*THINGS TO DO*
A – Please reproduce the passage of the e-cigarette cessation article word for word, starting with "The use of e-cigarettes as" and going on through "Medical Journal (BMJ).".
B – Carry on the article about e-cigarettes as a smoking cessation aid in the EU, beginning right after its final sentence.

The use of e-cigarettes as a smoking cessation tool across the European Union tripled between 2012 and 2017, according to a report published this week by Tobacco Control in the British Medical Journal (BMJ).

Research into smoking cessation across 27 EU member states was carried out by asking current and former smokers a series of questions. Data was collected on national smoking cessation policies from the Tobacco Control Scale (TCS), which scores European countries according to their tobacco control policies. All member states were part of the study except Croatia, which joined the EU in 2013 when the research was already underway.

The results show that in some parts of Europe, those who tried to quit in the past five years have become more inclined to transition to e-cigarettes instead of options like pharmacotherapy (Nicotine Replacement Therapy) and cessation services.

The use of e-cigarettes for smoking cessation assistance increased from 3.7% to 9.7%, the use of pharmacotherapy decreased from 14.6% to 11.1% and smoking cessation services suffered a decline from 7.5% to 5%.

In some EU countries, e-cigarettes were found to be two and three times more useful than cessation assistance and in these states, current and former smokers were shown to be less likely to go down the pharmacotherapy or health professional route.

“The reported use of e-cigarettes as cessation assistance was almost two times higher in countries with low TCS treatment score in the 2017 wave and much higher in countries with medium and high TCS treatment scores.”

It has also been established that young people between 15 and 24 are more likely than those over 55 to have used any cessation assistance including e-cigarettes, but this demographic were less likely to have received advice from health professionals or cessation advice.

*MATERIAL PROVIDED*
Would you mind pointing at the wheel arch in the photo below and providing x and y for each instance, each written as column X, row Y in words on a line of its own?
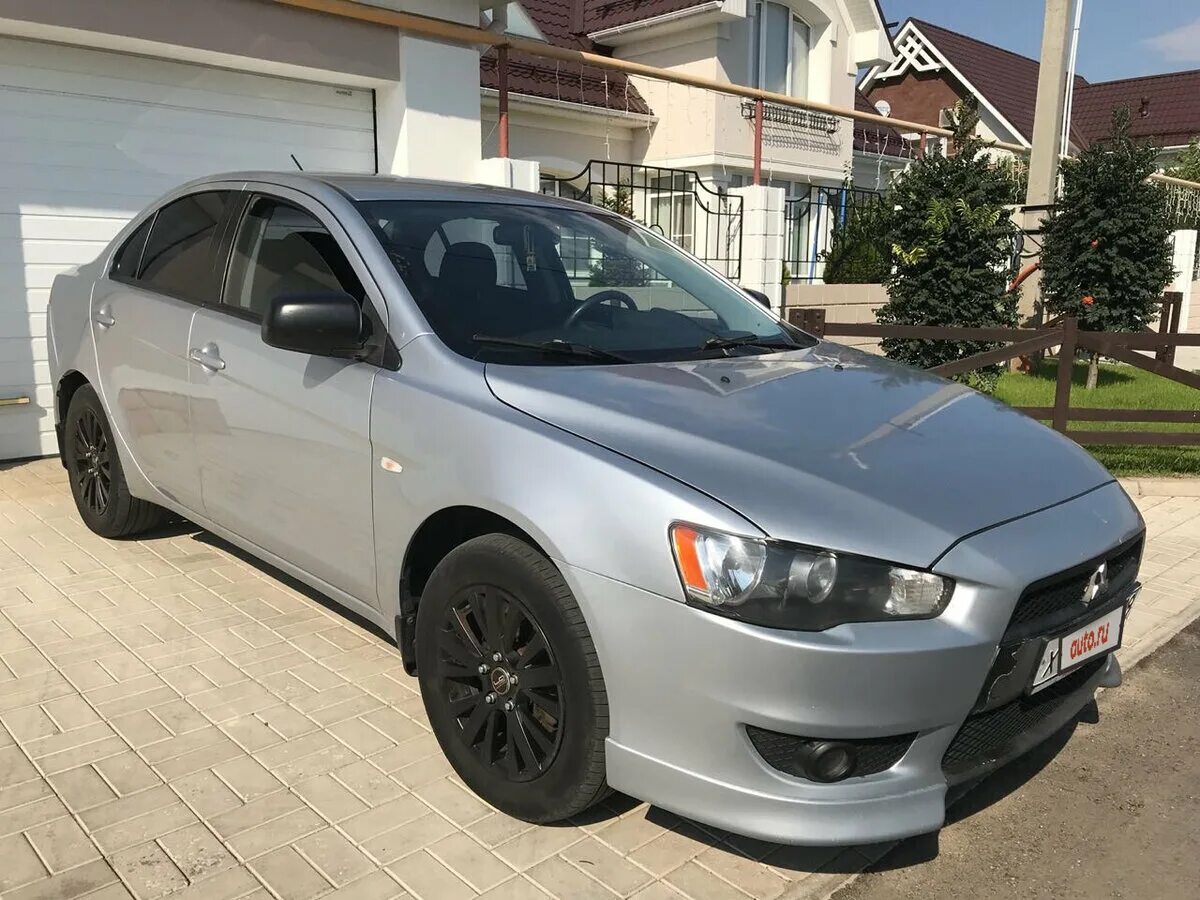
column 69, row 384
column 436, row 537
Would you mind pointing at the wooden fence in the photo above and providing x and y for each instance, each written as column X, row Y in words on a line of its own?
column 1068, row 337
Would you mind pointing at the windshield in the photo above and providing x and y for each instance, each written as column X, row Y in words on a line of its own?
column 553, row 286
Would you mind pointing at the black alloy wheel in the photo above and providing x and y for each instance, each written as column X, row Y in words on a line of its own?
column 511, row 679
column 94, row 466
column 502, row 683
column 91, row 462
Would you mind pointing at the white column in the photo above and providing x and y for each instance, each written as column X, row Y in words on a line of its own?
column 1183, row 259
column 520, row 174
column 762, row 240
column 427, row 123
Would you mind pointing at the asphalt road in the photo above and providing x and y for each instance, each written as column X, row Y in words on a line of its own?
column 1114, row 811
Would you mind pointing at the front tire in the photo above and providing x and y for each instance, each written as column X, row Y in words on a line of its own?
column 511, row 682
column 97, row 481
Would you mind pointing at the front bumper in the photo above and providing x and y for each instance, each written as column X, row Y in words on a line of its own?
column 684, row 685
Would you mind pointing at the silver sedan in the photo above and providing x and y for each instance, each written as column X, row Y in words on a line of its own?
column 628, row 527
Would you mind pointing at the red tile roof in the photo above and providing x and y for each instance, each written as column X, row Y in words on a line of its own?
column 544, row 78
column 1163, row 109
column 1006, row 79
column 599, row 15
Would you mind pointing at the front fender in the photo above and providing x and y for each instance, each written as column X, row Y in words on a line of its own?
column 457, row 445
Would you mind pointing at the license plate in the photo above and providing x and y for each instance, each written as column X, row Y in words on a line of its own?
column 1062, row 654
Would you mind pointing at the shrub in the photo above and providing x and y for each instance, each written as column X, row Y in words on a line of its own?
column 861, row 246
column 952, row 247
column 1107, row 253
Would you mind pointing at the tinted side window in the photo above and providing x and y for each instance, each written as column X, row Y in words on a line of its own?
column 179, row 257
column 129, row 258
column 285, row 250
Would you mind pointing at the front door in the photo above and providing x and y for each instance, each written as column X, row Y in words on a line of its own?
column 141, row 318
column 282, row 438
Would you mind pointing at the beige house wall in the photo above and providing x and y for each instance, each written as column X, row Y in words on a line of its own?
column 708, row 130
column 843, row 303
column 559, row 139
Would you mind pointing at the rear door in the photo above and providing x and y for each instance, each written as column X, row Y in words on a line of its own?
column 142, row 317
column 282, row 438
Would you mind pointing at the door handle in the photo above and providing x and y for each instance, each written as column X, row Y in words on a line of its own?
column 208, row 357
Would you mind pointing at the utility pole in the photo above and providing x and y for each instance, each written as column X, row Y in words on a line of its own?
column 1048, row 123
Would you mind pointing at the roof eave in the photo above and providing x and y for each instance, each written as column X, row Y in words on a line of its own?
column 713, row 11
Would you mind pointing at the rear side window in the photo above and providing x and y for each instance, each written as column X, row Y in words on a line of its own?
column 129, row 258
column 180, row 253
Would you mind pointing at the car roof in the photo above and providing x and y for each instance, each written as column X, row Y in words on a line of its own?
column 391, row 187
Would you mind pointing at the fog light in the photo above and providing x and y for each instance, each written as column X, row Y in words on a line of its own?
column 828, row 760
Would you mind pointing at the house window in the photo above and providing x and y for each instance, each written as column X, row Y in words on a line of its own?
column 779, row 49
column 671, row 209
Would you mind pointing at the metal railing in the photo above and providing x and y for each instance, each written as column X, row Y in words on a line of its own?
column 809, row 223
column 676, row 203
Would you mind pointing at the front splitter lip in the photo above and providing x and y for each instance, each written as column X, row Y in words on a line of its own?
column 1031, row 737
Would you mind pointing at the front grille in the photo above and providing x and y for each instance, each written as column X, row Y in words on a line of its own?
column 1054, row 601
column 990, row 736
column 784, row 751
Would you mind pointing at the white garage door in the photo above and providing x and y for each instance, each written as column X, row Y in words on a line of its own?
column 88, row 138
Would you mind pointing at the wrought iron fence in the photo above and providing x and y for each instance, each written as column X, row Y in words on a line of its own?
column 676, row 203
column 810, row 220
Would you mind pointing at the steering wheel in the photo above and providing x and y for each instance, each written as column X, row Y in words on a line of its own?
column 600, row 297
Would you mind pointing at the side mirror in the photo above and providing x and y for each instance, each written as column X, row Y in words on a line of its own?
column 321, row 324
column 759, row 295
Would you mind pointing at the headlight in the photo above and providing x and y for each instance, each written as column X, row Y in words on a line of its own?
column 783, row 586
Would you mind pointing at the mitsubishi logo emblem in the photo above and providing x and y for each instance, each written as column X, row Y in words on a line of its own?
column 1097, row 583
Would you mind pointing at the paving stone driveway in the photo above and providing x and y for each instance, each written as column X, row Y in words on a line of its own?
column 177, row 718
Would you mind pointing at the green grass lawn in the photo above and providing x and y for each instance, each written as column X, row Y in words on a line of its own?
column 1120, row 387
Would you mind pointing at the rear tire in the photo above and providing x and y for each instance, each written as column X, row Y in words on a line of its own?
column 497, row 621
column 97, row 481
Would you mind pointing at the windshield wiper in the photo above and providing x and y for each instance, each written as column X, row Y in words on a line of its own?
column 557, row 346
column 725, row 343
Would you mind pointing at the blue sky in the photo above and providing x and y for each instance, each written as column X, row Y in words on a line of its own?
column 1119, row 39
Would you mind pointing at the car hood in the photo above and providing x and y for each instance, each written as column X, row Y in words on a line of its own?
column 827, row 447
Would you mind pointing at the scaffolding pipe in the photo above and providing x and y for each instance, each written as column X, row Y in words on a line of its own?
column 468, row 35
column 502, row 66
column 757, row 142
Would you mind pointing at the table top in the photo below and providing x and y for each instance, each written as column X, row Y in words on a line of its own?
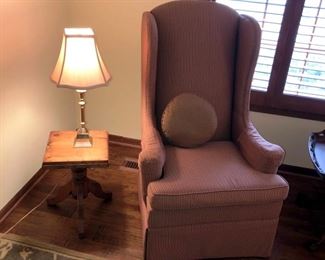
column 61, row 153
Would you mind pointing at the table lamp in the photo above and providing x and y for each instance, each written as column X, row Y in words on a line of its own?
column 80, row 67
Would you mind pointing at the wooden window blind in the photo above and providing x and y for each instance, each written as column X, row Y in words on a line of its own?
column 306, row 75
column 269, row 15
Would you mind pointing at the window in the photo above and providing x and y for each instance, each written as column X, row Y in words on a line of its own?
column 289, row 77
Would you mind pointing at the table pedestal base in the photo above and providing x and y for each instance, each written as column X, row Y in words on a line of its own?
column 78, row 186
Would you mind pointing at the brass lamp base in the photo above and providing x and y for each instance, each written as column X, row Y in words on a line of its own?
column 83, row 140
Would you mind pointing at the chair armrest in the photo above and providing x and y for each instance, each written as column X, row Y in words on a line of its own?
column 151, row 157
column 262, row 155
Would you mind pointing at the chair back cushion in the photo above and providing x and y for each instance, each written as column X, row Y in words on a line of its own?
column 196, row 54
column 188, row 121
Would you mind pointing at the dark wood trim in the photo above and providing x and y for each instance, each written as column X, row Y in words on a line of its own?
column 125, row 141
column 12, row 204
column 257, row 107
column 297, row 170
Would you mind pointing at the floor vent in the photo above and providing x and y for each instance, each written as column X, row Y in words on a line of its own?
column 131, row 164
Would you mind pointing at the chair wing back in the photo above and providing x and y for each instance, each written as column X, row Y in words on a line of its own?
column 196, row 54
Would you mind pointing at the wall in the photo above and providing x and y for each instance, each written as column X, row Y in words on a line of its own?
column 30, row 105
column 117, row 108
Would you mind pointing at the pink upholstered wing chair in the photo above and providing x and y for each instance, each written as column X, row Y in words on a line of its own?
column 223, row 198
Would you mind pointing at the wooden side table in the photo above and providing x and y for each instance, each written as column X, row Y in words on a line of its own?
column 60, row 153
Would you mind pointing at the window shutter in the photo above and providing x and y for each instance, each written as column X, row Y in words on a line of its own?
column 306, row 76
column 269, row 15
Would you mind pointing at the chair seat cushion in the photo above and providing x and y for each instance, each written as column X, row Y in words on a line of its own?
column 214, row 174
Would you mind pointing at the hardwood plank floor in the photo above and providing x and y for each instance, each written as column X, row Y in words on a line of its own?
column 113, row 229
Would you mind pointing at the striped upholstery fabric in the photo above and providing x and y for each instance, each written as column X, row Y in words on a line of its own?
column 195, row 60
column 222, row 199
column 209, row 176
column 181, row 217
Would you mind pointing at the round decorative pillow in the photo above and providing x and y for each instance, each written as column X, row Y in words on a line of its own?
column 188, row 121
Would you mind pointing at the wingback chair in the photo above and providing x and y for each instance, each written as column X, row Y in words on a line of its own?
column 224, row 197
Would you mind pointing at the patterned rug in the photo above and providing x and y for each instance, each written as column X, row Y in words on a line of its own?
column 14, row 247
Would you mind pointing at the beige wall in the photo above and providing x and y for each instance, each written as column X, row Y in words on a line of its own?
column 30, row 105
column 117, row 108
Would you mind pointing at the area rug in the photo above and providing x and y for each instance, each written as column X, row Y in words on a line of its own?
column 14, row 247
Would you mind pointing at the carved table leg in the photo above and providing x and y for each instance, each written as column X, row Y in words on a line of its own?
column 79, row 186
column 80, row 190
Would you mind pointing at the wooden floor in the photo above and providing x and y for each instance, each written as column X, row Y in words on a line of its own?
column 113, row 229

*ANSWERS GIVEN*
A –
The use of e-cigarettes as a smoking cessation tool across the European Union tripled between 2012 and 2017, according to a report published this week by Tobacco Control in the British Medical Journal (BMJ).

B –
The report concludes:

“This highlights the need to evaluate their [e-cigarettes] efficacy and impact on individual abstinence as well as their population-level implications and to explore whether they may be displacing standard cessation assistance. These findings highlight the need for approaches that ensure that smokers get support to quit smoking across the EU. The question of whether the availability of e-cigarettes will displace other methods, and the impact of such a displacement, should be closely evaluated.”

Overall, the majority of respondents had tried to quit without assistance.

Tobacco treatment specialist and Associate Professor in the School of Public Health and Community Medicine at the University of New South Wales has responded to the report on social media.

This research comes about as the World Health Organisation has selected a 30% reduction in tobacco use as one of the 25 by 2025 goals, and the WHO European office has professed their
ultimate goal to have a smoke-free Europe. Now we know that e-cigarettes are proving their worth and taking the lead where smokers wishing to quit for good are concerned.

Smoking levels and tobacco controls vary from one member state to the next and as a result, there is also a difference in stop-smoking services and tools EU-wide. The report says,

“This variation in provision of cessation assistance has raised concerns over how people are attempting to quit, especially if they are unable to access evidence-based smoking cessation methods.”

The research was funded by the European Commission and was collected and compiled by academic authors at Imperial College London, the University of Athens, the German Cancer Research Center, Heidelberg and the Smoking Cessation Service of Madrid.